[Start of section]
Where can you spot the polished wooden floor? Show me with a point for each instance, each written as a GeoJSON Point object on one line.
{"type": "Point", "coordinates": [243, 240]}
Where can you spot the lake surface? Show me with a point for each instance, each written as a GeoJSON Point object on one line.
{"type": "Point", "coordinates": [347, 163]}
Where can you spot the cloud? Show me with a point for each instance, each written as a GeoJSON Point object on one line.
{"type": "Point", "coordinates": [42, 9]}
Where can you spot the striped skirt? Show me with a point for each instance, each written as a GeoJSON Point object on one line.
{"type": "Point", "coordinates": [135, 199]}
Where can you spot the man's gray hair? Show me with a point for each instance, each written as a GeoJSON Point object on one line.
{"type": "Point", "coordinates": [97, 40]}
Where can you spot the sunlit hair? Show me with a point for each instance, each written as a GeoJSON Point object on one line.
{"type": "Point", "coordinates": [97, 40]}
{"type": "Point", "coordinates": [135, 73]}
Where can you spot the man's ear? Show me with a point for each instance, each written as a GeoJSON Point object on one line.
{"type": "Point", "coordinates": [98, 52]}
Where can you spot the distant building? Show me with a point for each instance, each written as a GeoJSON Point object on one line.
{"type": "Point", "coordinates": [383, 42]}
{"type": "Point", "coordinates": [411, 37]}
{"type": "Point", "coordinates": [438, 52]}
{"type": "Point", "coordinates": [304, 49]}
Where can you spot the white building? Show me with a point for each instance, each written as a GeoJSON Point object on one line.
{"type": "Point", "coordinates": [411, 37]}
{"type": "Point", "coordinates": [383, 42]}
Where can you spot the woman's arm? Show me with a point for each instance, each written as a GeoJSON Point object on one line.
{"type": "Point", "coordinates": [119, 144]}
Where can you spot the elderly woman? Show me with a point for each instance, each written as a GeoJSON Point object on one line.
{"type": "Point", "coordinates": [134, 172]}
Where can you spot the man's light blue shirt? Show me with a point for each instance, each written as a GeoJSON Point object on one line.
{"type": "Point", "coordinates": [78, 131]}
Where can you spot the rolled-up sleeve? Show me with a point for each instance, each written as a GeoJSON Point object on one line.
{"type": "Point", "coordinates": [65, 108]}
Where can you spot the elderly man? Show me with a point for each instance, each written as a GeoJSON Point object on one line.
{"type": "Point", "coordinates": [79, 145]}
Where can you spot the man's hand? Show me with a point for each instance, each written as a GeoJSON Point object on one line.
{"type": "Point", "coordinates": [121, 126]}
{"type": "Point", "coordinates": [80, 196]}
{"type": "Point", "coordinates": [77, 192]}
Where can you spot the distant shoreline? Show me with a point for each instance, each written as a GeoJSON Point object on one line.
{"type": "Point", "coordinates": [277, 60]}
[End of section]
● **EXERCISE OBJECTIVE**
Copy out exactly the lines running from the line with "Where can you spot the woman's" to the end of the records, inclusive.

● **EXERCISE ANSWER**
Where can you spot the woman's arm? Show me with a point for each instance, each written as a GeoJSON Point object on one line.
{"type": "Point", "coordinates": [119, 144]}
Where can you spot the elderly woman? Show me with a point for each instance, each written as a GeoJSON Point object on one line.
{"type": "Point", "coordinates": [134, 172]}
Where can you spot the man's light blue shirt? Show me with a point for each instance, each written as a GeoJSON Point object on one line.
{"type": "Point", "coordinates": [78, 131]}
Where can you spot the rolled-up sleeve? Show me with a point for each instance, each written as a GeoJSON Point object on one line.
{"type": "Point", "coordinates": [65, 108]}
Where can you spot the elderly man? Show me with a point for each instance, each written as a GeoJSON Point object on one line.
{"type": "Point", "coordinates": [79, 145]}
Where can you spot the man's hand? Show me with a point for each instance, each written as a GeoJSON Point object on one line.
{"type": "Point", "coordinates": [121, 126]}
{"type": "Point", "coordinates": [80, 196]}
{"type": "Point", "coordinates": [77, 192]}
Where can you spot the distant shoreline? Show me with a point for each instance, each written as a GeoJSON Point object on one line.
{"type": "Point", "coordinates": [277, 60]}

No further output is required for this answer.